▶ [WHAT NEEDS TO BE DONE] Reproduce the material from its start through the line holding "MULTIPOLYGON (((350 1, 1", inclusive, substituting "cloudless sky" for every "blue sky" and leaving everything else unchanged.
──────
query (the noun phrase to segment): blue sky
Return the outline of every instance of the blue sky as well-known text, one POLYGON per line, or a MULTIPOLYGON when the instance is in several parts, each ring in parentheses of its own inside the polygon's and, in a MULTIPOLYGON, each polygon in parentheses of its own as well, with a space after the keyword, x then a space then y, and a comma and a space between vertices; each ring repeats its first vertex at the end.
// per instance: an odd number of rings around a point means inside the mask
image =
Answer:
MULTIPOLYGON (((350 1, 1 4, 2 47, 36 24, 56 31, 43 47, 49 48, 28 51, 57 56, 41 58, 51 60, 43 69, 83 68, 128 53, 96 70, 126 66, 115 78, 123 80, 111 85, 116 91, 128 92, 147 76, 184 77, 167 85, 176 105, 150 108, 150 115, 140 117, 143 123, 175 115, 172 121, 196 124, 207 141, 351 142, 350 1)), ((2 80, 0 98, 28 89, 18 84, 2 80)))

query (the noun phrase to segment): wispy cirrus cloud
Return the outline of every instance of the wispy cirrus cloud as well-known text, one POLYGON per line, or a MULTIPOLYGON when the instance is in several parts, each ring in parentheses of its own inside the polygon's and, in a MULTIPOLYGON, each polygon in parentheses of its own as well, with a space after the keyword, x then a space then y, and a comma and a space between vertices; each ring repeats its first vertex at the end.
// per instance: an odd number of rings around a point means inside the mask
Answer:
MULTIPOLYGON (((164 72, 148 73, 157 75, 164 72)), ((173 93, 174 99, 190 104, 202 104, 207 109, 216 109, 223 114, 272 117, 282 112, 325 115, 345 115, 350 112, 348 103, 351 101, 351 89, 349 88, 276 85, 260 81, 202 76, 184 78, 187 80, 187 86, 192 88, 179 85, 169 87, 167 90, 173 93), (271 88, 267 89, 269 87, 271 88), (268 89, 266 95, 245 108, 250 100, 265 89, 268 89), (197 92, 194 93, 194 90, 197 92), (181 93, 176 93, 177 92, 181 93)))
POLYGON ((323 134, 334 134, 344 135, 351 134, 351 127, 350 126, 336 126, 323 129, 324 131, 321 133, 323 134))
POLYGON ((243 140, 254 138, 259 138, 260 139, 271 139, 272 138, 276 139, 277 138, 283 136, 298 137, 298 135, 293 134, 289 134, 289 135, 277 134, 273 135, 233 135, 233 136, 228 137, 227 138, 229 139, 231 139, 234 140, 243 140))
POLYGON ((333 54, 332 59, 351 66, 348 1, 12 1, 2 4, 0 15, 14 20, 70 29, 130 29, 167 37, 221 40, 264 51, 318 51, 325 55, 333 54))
──────
▶ [WORKED SOLUTION]
query (the noun phrase to segment): cloudless sky
Return the outline of every instance of the cloudless sky as well-known text, one POLYGON per line, or a MULTIPOLYGON when the instance is in several parts, each ring in parentheses of its own inside the polygon's and, in a MULTIPOLYGON, each polygon in parentheses of its own as well, with a space after the keyword, x then a space then y, and a comma and a space between vertices; each ring repeats its first vertex at the end.
// per instance: an odd number of rings around a point means inside the mask
image =
Answer:
MULTIPOLYGON (((350 1, 1 4, 2 47, 36 24, 56 31, 43 47, 49 48, 28 51, 57 56, 41 58, 51 60, 43 69, 83 68, 128 53, 96 70, 126 66, 115 78, 123 80, 111 85, 116 91, 128 92, 147 76, 184 77, 167 85, 176 105, 150 108, 150 115, 140 117, 143 123, 175 115, 172 121, 196 124, 207 141, 351 142, 350 1)), ((2 80, 0 98, 28 89, 18 84, 2 80)))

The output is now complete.